Copy all records exactly, excluding images.
--------------------
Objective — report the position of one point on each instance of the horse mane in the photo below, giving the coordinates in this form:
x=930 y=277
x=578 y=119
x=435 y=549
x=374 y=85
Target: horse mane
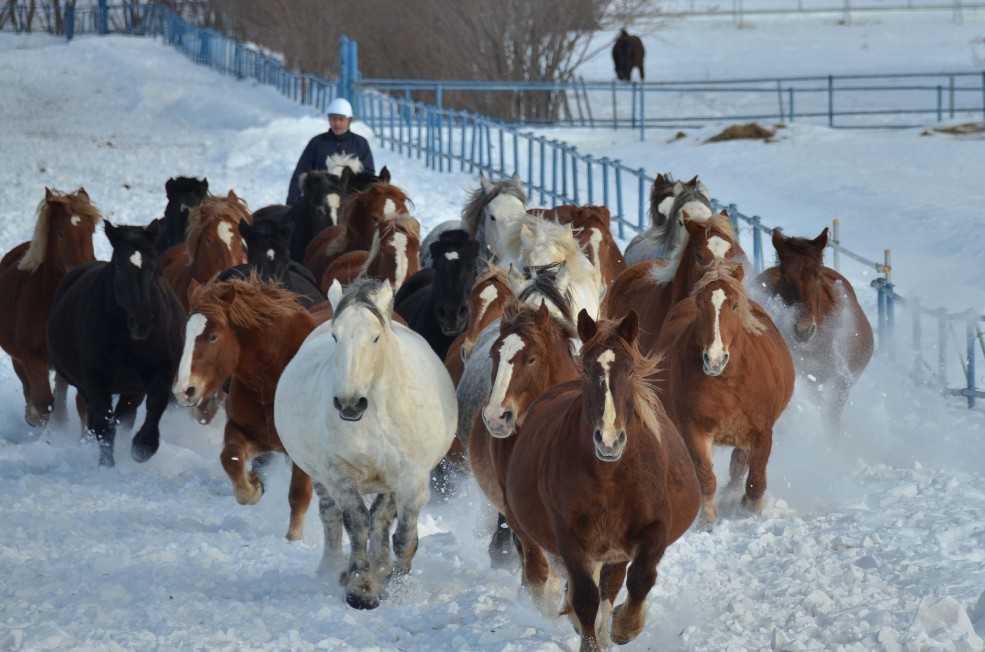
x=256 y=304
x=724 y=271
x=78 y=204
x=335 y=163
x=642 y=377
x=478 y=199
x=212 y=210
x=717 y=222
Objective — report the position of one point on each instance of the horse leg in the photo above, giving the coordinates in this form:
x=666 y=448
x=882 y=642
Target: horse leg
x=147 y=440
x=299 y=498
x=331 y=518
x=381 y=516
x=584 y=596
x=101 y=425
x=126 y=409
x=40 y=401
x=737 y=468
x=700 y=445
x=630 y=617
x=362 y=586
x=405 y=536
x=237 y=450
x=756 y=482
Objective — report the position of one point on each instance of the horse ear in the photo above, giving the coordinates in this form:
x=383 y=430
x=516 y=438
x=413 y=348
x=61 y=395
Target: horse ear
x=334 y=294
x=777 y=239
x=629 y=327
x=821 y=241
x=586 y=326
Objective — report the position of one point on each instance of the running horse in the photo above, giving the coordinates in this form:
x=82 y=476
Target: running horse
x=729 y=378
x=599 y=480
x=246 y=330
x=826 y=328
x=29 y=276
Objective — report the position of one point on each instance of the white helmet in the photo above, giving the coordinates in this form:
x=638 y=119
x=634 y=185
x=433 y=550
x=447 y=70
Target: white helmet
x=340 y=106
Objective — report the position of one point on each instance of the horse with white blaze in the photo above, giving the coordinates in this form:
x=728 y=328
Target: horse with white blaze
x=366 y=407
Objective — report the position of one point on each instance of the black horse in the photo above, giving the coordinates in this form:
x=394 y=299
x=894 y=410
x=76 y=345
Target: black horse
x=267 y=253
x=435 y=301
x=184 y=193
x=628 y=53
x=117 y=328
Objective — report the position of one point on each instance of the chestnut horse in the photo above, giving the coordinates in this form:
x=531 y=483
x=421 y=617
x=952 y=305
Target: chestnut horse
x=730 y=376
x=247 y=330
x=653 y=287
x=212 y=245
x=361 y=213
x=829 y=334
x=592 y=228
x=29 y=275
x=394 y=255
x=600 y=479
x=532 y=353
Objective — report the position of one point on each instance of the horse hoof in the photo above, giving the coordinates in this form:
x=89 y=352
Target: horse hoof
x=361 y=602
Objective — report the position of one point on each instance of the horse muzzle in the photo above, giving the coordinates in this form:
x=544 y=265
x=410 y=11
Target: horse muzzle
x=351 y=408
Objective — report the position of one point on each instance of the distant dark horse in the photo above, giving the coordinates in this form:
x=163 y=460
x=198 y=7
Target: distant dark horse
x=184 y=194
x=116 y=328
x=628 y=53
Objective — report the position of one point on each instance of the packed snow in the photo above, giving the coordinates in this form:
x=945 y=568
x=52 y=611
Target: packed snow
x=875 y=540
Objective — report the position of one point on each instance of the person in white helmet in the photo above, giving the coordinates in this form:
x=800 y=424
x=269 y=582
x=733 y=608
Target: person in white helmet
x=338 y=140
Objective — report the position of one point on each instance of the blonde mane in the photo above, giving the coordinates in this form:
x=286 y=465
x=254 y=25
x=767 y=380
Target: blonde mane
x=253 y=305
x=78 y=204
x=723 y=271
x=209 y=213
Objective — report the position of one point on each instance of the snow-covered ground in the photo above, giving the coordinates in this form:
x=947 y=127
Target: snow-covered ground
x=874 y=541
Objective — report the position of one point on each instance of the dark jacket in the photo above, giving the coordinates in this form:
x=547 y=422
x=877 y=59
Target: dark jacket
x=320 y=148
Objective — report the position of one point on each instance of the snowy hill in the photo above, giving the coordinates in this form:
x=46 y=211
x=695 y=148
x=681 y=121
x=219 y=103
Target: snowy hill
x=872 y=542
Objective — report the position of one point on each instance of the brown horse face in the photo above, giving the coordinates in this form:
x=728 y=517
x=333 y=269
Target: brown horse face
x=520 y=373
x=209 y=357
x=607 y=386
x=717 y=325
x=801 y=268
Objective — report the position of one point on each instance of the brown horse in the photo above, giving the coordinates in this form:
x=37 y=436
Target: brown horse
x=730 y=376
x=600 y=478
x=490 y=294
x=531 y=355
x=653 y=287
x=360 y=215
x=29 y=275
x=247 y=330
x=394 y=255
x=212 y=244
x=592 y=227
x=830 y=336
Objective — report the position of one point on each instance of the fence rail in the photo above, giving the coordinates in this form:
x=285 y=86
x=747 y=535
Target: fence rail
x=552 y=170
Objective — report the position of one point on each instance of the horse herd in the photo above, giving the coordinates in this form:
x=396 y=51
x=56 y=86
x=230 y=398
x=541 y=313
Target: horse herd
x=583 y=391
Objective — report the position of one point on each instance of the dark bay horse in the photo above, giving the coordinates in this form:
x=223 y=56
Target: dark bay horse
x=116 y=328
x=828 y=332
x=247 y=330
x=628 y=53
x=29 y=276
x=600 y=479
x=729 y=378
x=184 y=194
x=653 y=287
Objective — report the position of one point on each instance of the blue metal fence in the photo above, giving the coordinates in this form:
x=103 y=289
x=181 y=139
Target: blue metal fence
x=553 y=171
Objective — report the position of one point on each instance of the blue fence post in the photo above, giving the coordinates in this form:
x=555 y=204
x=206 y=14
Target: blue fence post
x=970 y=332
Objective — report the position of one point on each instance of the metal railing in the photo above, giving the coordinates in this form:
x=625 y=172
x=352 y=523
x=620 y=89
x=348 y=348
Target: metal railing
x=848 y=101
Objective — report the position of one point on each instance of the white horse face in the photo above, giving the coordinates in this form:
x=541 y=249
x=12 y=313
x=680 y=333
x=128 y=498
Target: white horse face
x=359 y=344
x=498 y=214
--------------------
▶ **WORKED SOLUTION**:
Objective — report the position of one point on each instance of the horse mane in the photo below, giving the coordinates in this form:
x=930 y=277
x=578 y=119
x=435 y=549
x=374 y=85
Target: horse mane
x=256 y=304
x=724 y=271
x=78 y=204
x=335 y=163
x=642 y=377
x=478 y=199
x=212 y=210
x=717 y=222
Objective — report the position of one point on each instance of the horse leg in the photo above, giving the coordinates in this form:
x=666 y=448
x=882 y=642
Target: horse leg
x=147 y=440
x=299 y=498
x=331 y=518
x=381 y=516
x=584 y=596
x=101 y=425
x=126 y=409
x=40 y=401
x=737 y=468
x=700 y=445
x=630 y=617
x=362 y=586
x=405 y=536
x=237 y=450
x=756 y=482
Objective — report the position of one point on each instance of the horse ear in the photo above, giving the coordinates in this form:
x=383 y=430
x=516 y=438
x=413 y=348
x=61 y=395
Target: horse ear
x=334 y=294
x=777 y=239
x=629 y=327
x=821 y=241
x=586 y=326
Objective — report the position of one point on each instance of the running horse in the photo above, giving the coordinates in this form:
x=82 y=476
Target: running horse
x=729 y=378
x=599 y=480
x=246 y=330
x=826 y=328
x=29 y=276
Objective — report the position of one point on each instance of the white helmet in the photo above, giving the coordinates in this form:
x=638 y=119
x=634 y=185
x=433 y=550
x=447 y=70
Target: white helmet
x=340 y=106
Objective — report the position of one point on each instance of the horse with white blaze in the photo above, giving the coordinates in this form:
x=728 y=328
Target: horse with white blaze
x=366 y=407
Objective — report the position of one point on each instance of the black horse in the photo above, giving the coordinates in this form:
x=394 y=299
x=894 y=410
x=76 y=345
Target: black horse
x=267 y=253
x=435 y=301
x=184 y=193
x=628 y=53
x=117 y=328
Objective — report the position of one point on each instance of the chestnut horse in the photo above, giving the coordinates in this form:
x=531 y=483
x=421 y=617
x=952 y=305
Target: chestnut horse
x=730 y=376
x=247 y=330
x=653 y=287
x=212 y=245
x=361 y=213
x=829 y=334
x=592 y=228
x=29 y=275
x=394 y=255
x=600 y=479
x=532 y=353
Objective — report the position of one point on each instance of the horse hoof in the photo above, giving the coordinates in this form:
x=89 y=352
Target: horse hoof
x=361 y=602
Objective — report the position of one point on each instance of the horse muzzle in the photo above, giving the coordinates in this form:
x=544 y=265
x=410 y=11
Target: horse muzzle
x=351 y=408
Objective — report the position of one point on each instance of the distant dark horse in the photo above, giving the coordinates in this form:
x=163 y=460
x=198 y=7
Target: distant dark horse
x=184 y=194
x=116 y=328
x=628 y=53
Objective — report the position of one point on each instance of the packed snow in the photo above, giving the coordinates in this form:
x=945 y=568
x=52 y=611
Target: packed snow
x=875 y=540
Objective — report the position of one point on each instance of the person in white helmet in the photo above, giving the coordinates in this form:
x=800 y=424
x=269 y=582
x=733 y=608
Target: person in white helmet
x=338 y=140
Objective — report the position of one point on each instance of the blonde mane in the photo above, giving the coordinates in this form:
x=286 y=465
x=254 y=25
x=767 y=380
Target: blonde mane
x=253 y=305
x=78 y=204
x=723 y=271
x=209 y=213
Objective — report the position of one point on each instance of the snow-covered ground in the photo above, giving the coordinates in this form:
x=947 y=127
Target: snow-covered ground
x=874 y=541
Objective — report the position of one point on each instance of the dark jacket in the photo above, giving the coordinates in this form:
x=547 y=422
x=877 y=59
Target: dark jacket
x=320 y=148
Objective — report the position of one point on each instance of the snowy hill in the photo above, giving the coordinates in this form:
x=46 y=211
x=695 y=148
x=681 y=121
x=219 y=103
Target: snowy hill
x=872 y=542
Objective — report the position of one point on each instance of the brown horse face in the photo above, giving the coordinates in this form:
x=728 y=517
x=333 y=269
Target: brown horse face
x=520 y=373
x=209 y=357
x=607 y=386
x=717 y=325
x=801 y=268
Objective — report the position of one point on each instance of the brown horse in the photo above, giving the coordinates in this form:
x=37 y=436
Target: brown horse
x=730 y=376
x=600 y=478
x=490 y=294
x=531 y=355
x=653 y=287
x=360 y=215
x=29 y=275
x=247 y=330
x=394 y=255
x=212 y=244
x=592 y=227
x=830 y=336
Objective — report the position of one point on each instance of the fence rail in the photo above, giving the coordinates in this form:
x=285 y=86
x=747 y=535
Target: fence rail
x=552 y=170
Objective — report the position of one point on each instance of the horse herd in the photo above, giving the coordinates in this form:
x=396 y=51
x=56 y=86
x=230 y=398
x=541 y=313
Target: horse herd
x=583 y=391
Objective — report the position of one point on each instance of the dark bay horse in the photo above, giving the coordinates in this form:
x=223 y=56
Target: dark bay horse
x=116 y=328
x=828 y=332
x=247 y=330
x=628 y=53
x=29 y=276
x=600 y=479
x=729 y=378
x=184 y=194
x=653 y=287
Objective — report the position of one point on each instance of the blue metal fence in the photo above, giving the coordinates in this form:
x=103 y=289
x=181 y=139
Target: blue metal fence
x=553 y=171
Objective — report the position of one point on each instance of the blue fence post in the photo above, giving the coordinates in this form:
x=555 y=204
x=206 y=14
Target: blue fence post
x=970 y=332
Objective — report the position of one point on each instance of the metal railing in the photo above, giving the coordinates in this form:
x=625 y=172
x=352 y=523
x=620 y=89
x=348 y=348
Target: metal railing
x=848 y=101
Objective — report the position of one point on each instance of the white horse face in the photo above, giving the coordinates in this form:
x=541 y=249
x=12 y=313
x=680 y=333
x=128 y=498
Target: white horse face
x=359 y=344
x=498 y=214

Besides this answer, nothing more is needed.